_EXERCISE DIRECTIONS_:
Find the line with "Expected output: one point per instance of the green eucalyptus" in the data below, then restate it and all remaining lines exactly, adding nothing.

_MATERIAL SHOWN_:
====

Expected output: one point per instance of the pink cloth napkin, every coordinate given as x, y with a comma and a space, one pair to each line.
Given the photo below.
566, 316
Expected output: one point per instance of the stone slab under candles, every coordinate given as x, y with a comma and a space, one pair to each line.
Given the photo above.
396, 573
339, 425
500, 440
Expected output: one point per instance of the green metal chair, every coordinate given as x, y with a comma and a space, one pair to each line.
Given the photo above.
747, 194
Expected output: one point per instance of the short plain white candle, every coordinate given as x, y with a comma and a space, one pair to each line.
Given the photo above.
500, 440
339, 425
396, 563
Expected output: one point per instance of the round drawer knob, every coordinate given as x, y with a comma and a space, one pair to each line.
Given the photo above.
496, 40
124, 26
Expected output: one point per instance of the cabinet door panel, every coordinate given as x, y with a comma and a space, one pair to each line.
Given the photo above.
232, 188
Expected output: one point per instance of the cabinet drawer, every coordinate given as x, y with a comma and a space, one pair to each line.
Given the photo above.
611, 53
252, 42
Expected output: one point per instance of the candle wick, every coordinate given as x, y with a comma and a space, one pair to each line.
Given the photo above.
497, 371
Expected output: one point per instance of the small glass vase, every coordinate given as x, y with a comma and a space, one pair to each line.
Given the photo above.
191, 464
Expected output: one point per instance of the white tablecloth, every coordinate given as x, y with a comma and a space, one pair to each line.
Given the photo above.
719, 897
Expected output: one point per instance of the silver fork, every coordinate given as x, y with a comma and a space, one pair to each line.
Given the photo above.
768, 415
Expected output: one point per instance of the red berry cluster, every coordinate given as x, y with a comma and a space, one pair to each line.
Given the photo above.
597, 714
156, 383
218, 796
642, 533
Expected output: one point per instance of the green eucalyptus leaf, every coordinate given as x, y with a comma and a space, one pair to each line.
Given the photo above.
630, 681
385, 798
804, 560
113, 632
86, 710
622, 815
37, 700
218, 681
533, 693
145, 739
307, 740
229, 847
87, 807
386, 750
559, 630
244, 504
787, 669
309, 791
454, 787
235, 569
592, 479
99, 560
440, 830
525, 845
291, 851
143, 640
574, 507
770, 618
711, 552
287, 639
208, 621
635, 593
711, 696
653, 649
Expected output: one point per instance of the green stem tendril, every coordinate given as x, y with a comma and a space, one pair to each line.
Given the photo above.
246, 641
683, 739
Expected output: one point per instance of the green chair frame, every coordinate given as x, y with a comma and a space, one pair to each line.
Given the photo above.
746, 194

====

_WRITTEN SOLUTION_:
Expected output: one point per instance of the green eucalyptus leaf, every coordinate given as x, y with a comma and a space, one pair to each line.
Given the photo above.
630, 681
385, 798
804, 560
113, 632
86, 710
622, 815
37, 700
218, 681
533, 693
145, 739
307, 740
229, 847
87, 807
386, 750
559, 630
244, 504
787, 669
309, 791
454, 787
235, 569
592, 479
99, 560
440, 830
525, 845
291, 851
143, 640
574, 507
770, 618
711, 552
287, 639
208, 621
635, 593
711, 696
653, 649
Expected output: one point per instance of the green stem tendril, every coordinate given as x, y with a comma and a space, one pair to each line.
Given the photo above.
246, 641
683, 739
Expected output: one point per instance of the green chair frame, every coordinate given as x, y with a comma and a space, one pair to each line.
Given the photo above.
746, 194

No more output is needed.